++++ Material for this exercise
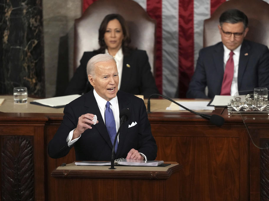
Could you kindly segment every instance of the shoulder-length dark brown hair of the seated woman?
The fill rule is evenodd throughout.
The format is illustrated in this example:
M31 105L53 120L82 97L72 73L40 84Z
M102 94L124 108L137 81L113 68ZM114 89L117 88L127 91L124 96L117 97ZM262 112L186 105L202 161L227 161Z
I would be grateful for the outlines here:
M121 28L123 31L123 40L122 40L122 45L121 45L122 52L123 52L123 55L127 55L130 52L130 50L133 49L133 47L130 45L131 39L130 39L128 27L125 23L123 16L121 16L120 14L108 14L103 19L103 21L99 27L98 40L99 40L100 48L98 50L96 50L96 52L97 53L105 53L105 49L107 48L107 45L105 44L104 35L105 35L106 29L107 29L108 22L113 20L113 19L117 19L120 22L120 25L121 25Z

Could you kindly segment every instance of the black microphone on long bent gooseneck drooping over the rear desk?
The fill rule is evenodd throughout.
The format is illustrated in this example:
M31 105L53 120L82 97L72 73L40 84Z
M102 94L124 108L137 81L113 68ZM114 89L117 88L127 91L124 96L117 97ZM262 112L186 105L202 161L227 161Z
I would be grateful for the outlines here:
M190 112L192 112L194 114L197 114L197 115L203 117L204 119L209 120L212 124L214 124L216 126L222 126L224 124L224 118L221 117L221 116L219 116L219 115L217 115L217 114L208 115L208 114L200 114L198 112L194 112L193 110L188 109L187 107L184 107L183 105L181 105L181 104L175 102L174 100L172 100L172 99L170 99L170 98L168 98L166 96L163 96L161 94L151 94L149 96L149 99L148 99L148 113L150 113L150 98L152 96L161 96L161 97L163 97L163 98L165 98L165 99L167 99L167 100L169 100L169 101L177 104L178 106L180 106L180 107L182 107L182 108L184 108L184 109L186 109L186 110L188 110L188 111L190 111Z

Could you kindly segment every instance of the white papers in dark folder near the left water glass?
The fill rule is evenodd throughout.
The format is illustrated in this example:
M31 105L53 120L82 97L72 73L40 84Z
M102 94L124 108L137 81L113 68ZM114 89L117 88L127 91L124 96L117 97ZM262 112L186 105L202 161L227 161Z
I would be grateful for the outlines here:
M68 96L59 96L53 98L38 99L30 102L31 104L42 105L46 107L61 108L76 98L80 97L79 94L68 95Z

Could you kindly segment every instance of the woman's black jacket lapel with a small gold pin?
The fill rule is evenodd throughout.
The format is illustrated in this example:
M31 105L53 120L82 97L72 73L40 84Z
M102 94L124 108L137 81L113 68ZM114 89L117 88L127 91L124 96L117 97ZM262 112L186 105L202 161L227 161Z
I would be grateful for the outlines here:
M123 57L123 67L122 67L122 76L121 76L121 83L120 83L120 90L125 91L126 86L130 83L132 69L134 65L131 62L130 56Z

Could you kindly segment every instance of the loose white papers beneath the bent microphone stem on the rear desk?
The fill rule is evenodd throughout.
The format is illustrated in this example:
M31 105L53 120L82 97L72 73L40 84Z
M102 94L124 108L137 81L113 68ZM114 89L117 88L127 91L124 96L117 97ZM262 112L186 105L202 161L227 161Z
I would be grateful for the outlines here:
M191 110L214 110L214 107L207 106L209 101L177 101L177 103L187 107ZM175 103L171 103L166 110L185 110L184 108L178 106Z

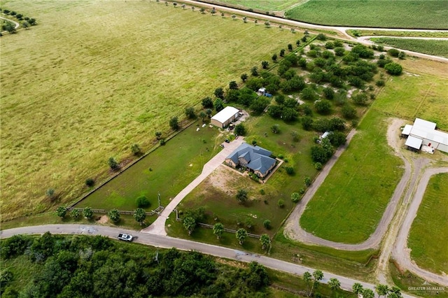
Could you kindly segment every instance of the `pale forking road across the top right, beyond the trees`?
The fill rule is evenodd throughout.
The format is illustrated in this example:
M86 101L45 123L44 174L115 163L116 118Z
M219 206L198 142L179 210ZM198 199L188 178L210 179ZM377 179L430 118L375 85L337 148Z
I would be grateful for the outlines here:
M340 32L343 36L345 36L344 39L348 40L348 41L356 41L358 43L363 43L365 45L372 45L374 44L372 41L367 41L367 40L358 40L357 38L354 38L352 36L350 36L349 34L346 33L346 30L349 29L353 29L353 30L374 30L374 31L421 31L421 32L448 32L448 30L434 30L434 29L396 29L396 28L369 28L369 27L342 27L342 26L325 26L325 25L318 25L318 24L309 24L309 23L305 23L305 22L299 22L299 21L295 21L295 20L288 20L288 19L283 19L281 17L274 17L272 15L262 15L260 13L253 13L250 11L245 11L245 10L239 10L237 8L228 8L225 6L219 6L219 5L215 5L215 4L210 4L210 3L204 3L204 2L198 2L198 1L193 1L193 0L182 0L183 3L188 3L191 6L199 6L199 7L205 7L205 8L216 8L216 10L219 11L227 11L230 13L237 13L239 15L246 15L248 17L254 17L257 18L258 20L269 20L271 22L276 22L279 24L286 24L289 25L291 27L302 27L302 28L309 28L309 29L321 29L321 30L332 30L332 31L338 31ZM390 49L391 47L384 47L386 50ZM411 55L411 56L415 56L415 57L421 57L421 58L426 58L426 59L431 59L431 60L435 60L435 61L439 61L439 62L447 62L448 63L448 58L445 57L439 57L439 56L433 56L433 55L426 55L423 54L421 52L413 52L410 50L402 50L403 52L405 52L407 55Z

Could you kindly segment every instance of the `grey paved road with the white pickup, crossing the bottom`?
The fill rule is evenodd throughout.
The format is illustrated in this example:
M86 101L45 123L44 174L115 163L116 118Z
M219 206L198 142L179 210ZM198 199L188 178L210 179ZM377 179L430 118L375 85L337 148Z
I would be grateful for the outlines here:
M142 232L135 232L116 227L106 227L101 225L40 225L33 227L18 227L15 229L6 229L1 231L0 239L5 239L17 234L43 234L50 232L52 234L87 234L87 235L103 235L110 238L116 238L118 233L128 233L136 236L135 242L142 243L147 246L156 246L159 248L178 248L180 250L196 250L207 255L214 255L216 257L225 257L230 260L237 260L241 262L258 262L266 267L287 272L290 274L302 275L306 271L314 271L309 267L293 264L281 260L276 260L272 257L265 257L264 255L254 255L246 253L241 250L232 248L223 248L221 246L213 246L206 243L198 243L185 239L176 239L169 236L146 234ZM352 278L330 274L323 271L323 283L328 283L330 278L337 278L341 282L341 288L344 290L351 290L353 283L360 283L364 288L374 290L374 285L371 283L364 283L356 281ZM403 295L403 297L412 297L410 295Z

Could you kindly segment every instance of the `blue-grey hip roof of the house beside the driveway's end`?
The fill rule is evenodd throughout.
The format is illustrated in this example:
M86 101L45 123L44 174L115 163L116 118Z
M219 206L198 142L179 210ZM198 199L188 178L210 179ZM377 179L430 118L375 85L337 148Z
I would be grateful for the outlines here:
M235 164L238 164L239 158L244 158L248 162L246 166L249 169L265 174L275 164L275 159L269 157L271 154L272 152L265 148L242 143L226 159L232 159Z

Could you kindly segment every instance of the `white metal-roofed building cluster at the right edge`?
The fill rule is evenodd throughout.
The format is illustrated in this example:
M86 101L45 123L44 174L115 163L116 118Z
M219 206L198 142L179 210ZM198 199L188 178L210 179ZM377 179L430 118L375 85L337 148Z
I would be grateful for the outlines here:
M434 122L416 118L414 125L406 125L401 134L407 137L405 145L408 148L421 150L426 146L430 150L448 152L448 134L437 130Z

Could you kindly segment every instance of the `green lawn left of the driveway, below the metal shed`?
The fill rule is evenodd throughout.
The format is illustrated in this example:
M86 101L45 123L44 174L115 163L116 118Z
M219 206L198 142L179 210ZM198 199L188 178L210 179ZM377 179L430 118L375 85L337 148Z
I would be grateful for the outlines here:
M196 123L199 125L202 121ZM202 166L218 152L215 144L218 129L208 126L199 132L196 129L196 125L191 125L90 194L77 207L132 211L137 208L135 199L145 195L151 201L149 211L158 206L158 193L162 206L167 206L169 199L196 178Z

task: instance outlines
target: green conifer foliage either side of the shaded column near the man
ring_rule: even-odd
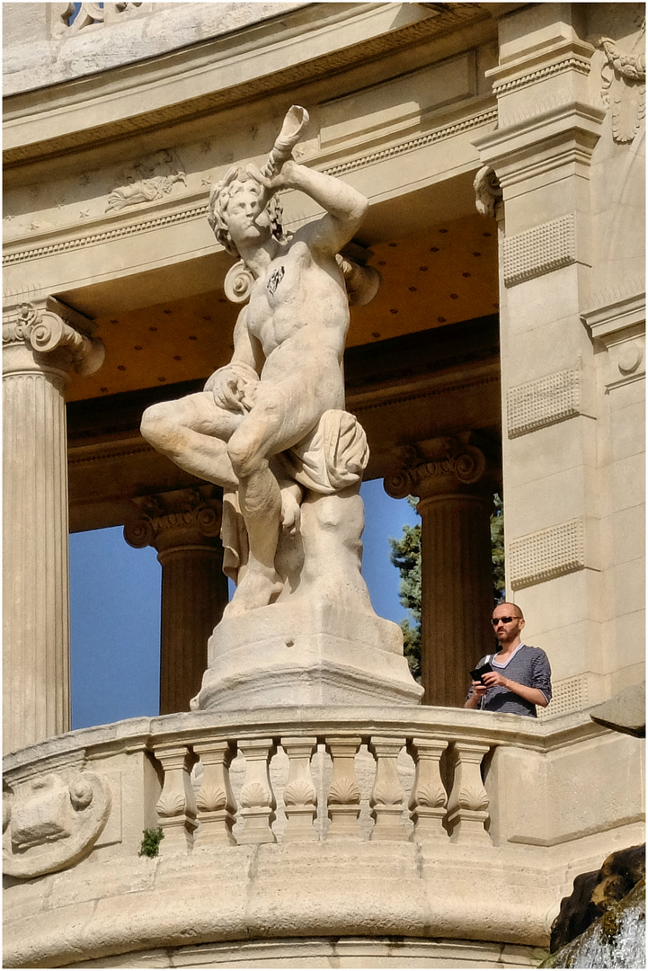
[[[418,499],[408,496],[407,502],[416,509]],[[493,560],[493,598],[496,604],[504,599],[504,518],[502,497],[493,496],[491,516],[491,550]],[[400,539],[390,537],[389,558],[401,574],[400,596],[409,617],[401,620],[403,646],[409,670],[421,681],[421,524],[403,527]]]

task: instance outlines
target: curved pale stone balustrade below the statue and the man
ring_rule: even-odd
[[[151,827],[161,827],[165,855],[338,839],[501,845],[510,820],[502,818],[500,790],[516,787],[511,768],[521,785],[530,772],[543,772],[549,741],[564,722],[569,738],[601,731],[583,714],[540,721],[442,708],[333,707],[253,717],[187,713],[70,732],[5,759],[5,872],[22,879],[48,872],[37,861],[57,842],[62,856],[51,869],[74,865],[104,845],[101,834],[110,834],[117,805],[112,855],[120,845],[130,853]],[[64,862],[83,814],[61,823],[52,840],[60,798],[44,802],[44,792],[72,790],[90,777],[112,791],[113,810],[109,798],[84,852]],[[546,798],[536,789],[538,802]],[[130,818],[124,806],[133,808]],[[20,823],[16,836],[15,820],[30,815],[38,825],[32,832]],[[533,843],[537,834],[515,839]]]

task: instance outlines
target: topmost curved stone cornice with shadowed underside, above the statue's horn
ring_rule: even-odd
[[[61,106],[68,99],[65,108],[58,107],[56,101],[52,104],[49,99],[47,110],[34,113],[33,93],[29,97],[10,97],[6,99],[5,169],[131,138],[145,131],[168,129],[180,121],[213,115],[243,102],[357,68],[364,60],[405,50],[453,28],[488,19],[478,4],[445,7],[435,17],[410,19],[397,28],[392,27],[391,4],[360,5],[359,10],[349,12],[345,8],[341,13],[334,10],[309,30],[308,45],[304,43],[303,24],[300,27],[298,20],[298,26],[291,25],[300,14],[298,10],[292,18],[284,18],[287,26],[281,35],[275,33],[271,43],[265,35],[256,40],[245,40],[242,36],[239,42],[243,47],[233,51],[231,38],[227,41],[218,38],[174,51],[162,61],[151,58],[135,67],[114,68],[104,72],[99,81],[94,77],[58,85],[52,94]],[[420,12],[405,13],[407,17],[420,17]],[[243,80],[227,84],[230,66],[235,60],[237,74]],[[285,66],[277,70],[277,63]],[[164,77],[159,77],[160,71],[165,72]],[[178,74],[187,80],[191,77],[195,94],[175,102],[167,87],[172,81],[177,83]],[[102,86],[110,93],[104,93]],[[121,90],[117,93],[119,87]],[[142,111],[142,105],[146,105],[146,111]],[[92,124],[87,123],[90,110]],[[58,123],[53,124],[56,118]],[[37,138],[37,130],[43,131],[46,122],[57,133],[49,138]]]

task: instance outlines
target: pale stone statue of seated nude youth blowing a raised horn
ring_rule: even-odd
[[[214,654],[236,644],[243,651],[273,632],[283,652],[294,649],[279,668],[294,667],[300,609],[309,617],[301,629],[311,645],[313,622],[320,634],[343,641],[349,622],[356,623],[351,618],[371,617],[390,628],[386,641],[384,630],[380,635],[381,653],[403,653],[400,629],[376,618],[360,572],[358,492],[369,450],[364,430],[344,411],[345,274],[354,277],[352,291],[362,286],[339,253],[368,202],[350,185],[294,161],[307,123],[305,109],[293,106],[263,170],[233,166],[211,189],[211,227],[243,261],[249,282],[234,353],[203,391],[153,405],[142,421],[142,434],[159,452],[224,490],[225,569],[238,586],[211,638],[210,667]],[[276,192],[284,188],[307,193],[325,210],[292,236],[280,225]],[[366,271],[371,295],[375,276]],[[216,679],[221,688],[223,677],[221,671]],[[421,689],[407,687],[417,700]],[[201,707],[211,704],[205,691],[204,683]]]

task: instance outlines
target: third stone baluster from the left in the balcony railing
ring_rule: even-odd
[[[237,842],[276,843],[272,829],[276,802],[269,772],[275,743],[272,738],[246,738],[239,742],[239,749],[245,756],[245,781],[239,797],[245,826]]]

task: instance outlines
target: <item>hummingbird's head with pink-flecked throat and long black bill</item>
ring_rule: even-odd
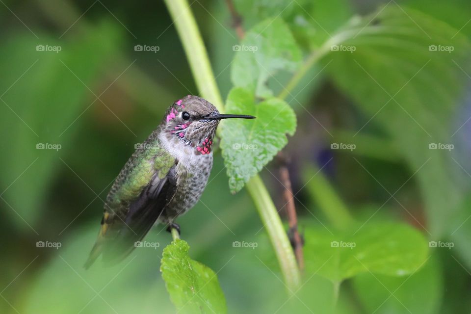
[[[207,100],[188,95],[171,105],[165,113],[165,137],[170,143],[184,144],[195,149],[196,155],[211,152],[211,145],[221,119],[253,119],[254,116],[221,114]]]

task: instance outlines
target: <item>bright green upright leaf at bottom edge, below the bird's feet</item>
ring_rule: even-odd
[[[160,271],[179,313],[226,313],[216,274],[188,256],[188,243],[177,239],[163,250]]]

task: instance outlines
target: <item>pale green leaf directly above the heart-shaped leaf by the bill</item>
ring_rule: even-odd
[[[267,19],[250,29],[234,49],[232,82],[263,98],[273,95],[266,86],[269,78],[279,70],[294,71],[301,61],[301,51],[288,26],[279,18]]]

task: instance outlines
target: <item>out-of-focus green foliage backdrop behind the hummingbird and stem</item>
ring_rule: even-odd
[[[103,200],[135,144],[175,100],[199,94],[164,3],[0,2],[0,312],[174,313],[159,272],[171,241],[161,227],[147,237],[157,249],[139,248],[111,268],[82,269]],[[189,2],[225,98],[238,43],[230,12],[225,1]],[[410,276],[348,279],[338,313],[469,313],[471,2],[235,0],[244,28],[279,16],[305,56],[351,17],[383,23],[384,5],[404,13],[392,25],[404,19],[423,42],[400,28],[373,33],[366,45],[378,46],[370,53],[322,58],[287,97],[298,119],[284,153],[300,230],[308,239],[309,228],[331,223],[320,209],[332,205],[318,187],[327,183],[306,176],[322,168],[360,225],[403,222],[427,241],[452,246],[431,245]],[[439,57],[418,48],[448,41],[454,51]],[[280,73],[269,84],[281,92],[278,82],[289,77]],[[334,150],[333,143],[356,149]],[[453,149],[429,149],[434,143]],[[229,313],[327,313],[334,284],[317,274],[296,304],[288,301],[252,200],[244,189],[229,192],[225,172],[217,153],[201,202],[178,222],[191,257],[217,272]],[[282,208],[278,164],[262,178]]]

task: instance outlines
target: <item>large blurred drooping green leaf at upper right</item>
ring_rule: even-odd
[[[433,237],[443,235],[458,214],[463,185],[457,173],[464,172],[452,152],[429,145],[458,138],[452,134],[462,123],[454,114],[469,81],[463,71],[471,72],[468,39],[443,22],[390,3],[353,19],[326,45],[338,50],[323,59],[330,62],[326,70],[365,115],[354,132],[374,126],[387,131],[419,181],[425,228]]]

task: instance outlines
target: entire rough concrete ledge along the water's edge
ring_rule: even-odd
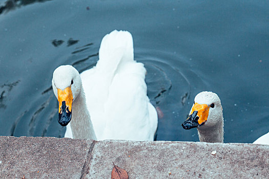
[[[269,145],[0,137],[1,178],[267,178]],[[216,154],[212,151],[216,150]]]

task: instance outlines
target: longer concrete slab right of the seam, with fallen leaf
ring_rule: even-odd
[[[87,177],[110,178],[112,162],[129,178],[269,178],[266,145],[102,141],[92,151]]]

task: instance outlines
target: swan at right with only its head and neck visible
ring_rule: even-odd
[[[223,115],[218,95],[212,92],[196,95],[190,116],[181,125],[184,129],[197,127],[200,142],[223,143]]]

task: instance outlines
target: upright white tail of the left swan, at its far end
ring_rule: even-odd
[[[134,61],[131,33],[114,30],[107,34],[101,41],[96,68],[113,75],[120,63],[128,61]]]

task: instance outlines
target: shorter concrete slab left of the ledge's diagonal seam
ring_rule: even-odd
[[[80,178],[92,140],[0,137],[1,178]]]

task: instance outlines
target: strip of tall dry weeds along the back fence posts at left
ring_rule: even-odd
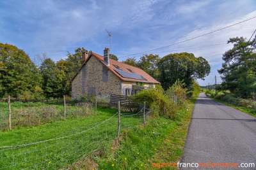
[[[7,130],[10,122],[12,127],[37,126],[70,117],[88,117],[93,114],[92,103],[67,104],[65,108],[60,105],[12,107],[12,116],[9,121],[8,108],[0,108],[0,130]]]

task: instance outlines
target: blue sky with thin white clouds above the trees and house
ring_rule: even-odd
[[[110,47],[107,29],[111,53],[119,61],[146,53],[204,57],[211,73],[197,81],[208,85],[214,76],[221,82],[217,70],[223,53],[232,48],[228,39],[252,36],[255,9],[255,0],[0,0],[0,43],[17,46],[32,60],[47,53],[58,61],[78,47],[103,55]]]

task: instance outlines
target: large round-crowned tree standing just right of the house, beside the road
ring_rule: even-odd
[[[164,56],[157,63],[159,81],[163,89],[171,87],[175,81],[185,83],[186,89],[193,90],[193,80],[204,79],[209,75],[211,67],[203,57],[196,58],[193,53],[173,53]]]

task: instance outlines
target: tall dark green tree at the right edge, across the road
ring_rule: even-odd
[[[246,38],[230,38],[228,43],[233,43],[232,49],[223,54],[222,68],[218,70],[221,74],[224,90],[230,90],[232,94],[239,97],[249,97],[255,91],[256,78],[252,73],[256,67],[255,38],[247,41]]]

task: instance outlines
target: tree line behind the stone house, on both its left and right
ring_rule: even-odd
[[[29,55],[14,45],[0,43],[0,98],[8,95],[20,98],[58,98],[71,94],[69,80],[82,64],[85,48],[67,53],[66,59],[54,62],[46,53],[37,55],[38,64]],[[116,55],[112,59],[118,60]],[[189,91],[197,78],[204,79],[211,67],[204,57],[193,53],[173,53],[160,58],[159,55],[145,54],[140,60],[127,58],[123,61],[143,69],[161,82],[163,89],[180,80]]]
++++++++
Task goal: In the entries above, find every line with the word "seam" and list it.

Answer for this exercise:
target: longer concrete slab right of the seam, with fallen leaf
target: shorter concrete slab left of the ledge's diagonal seam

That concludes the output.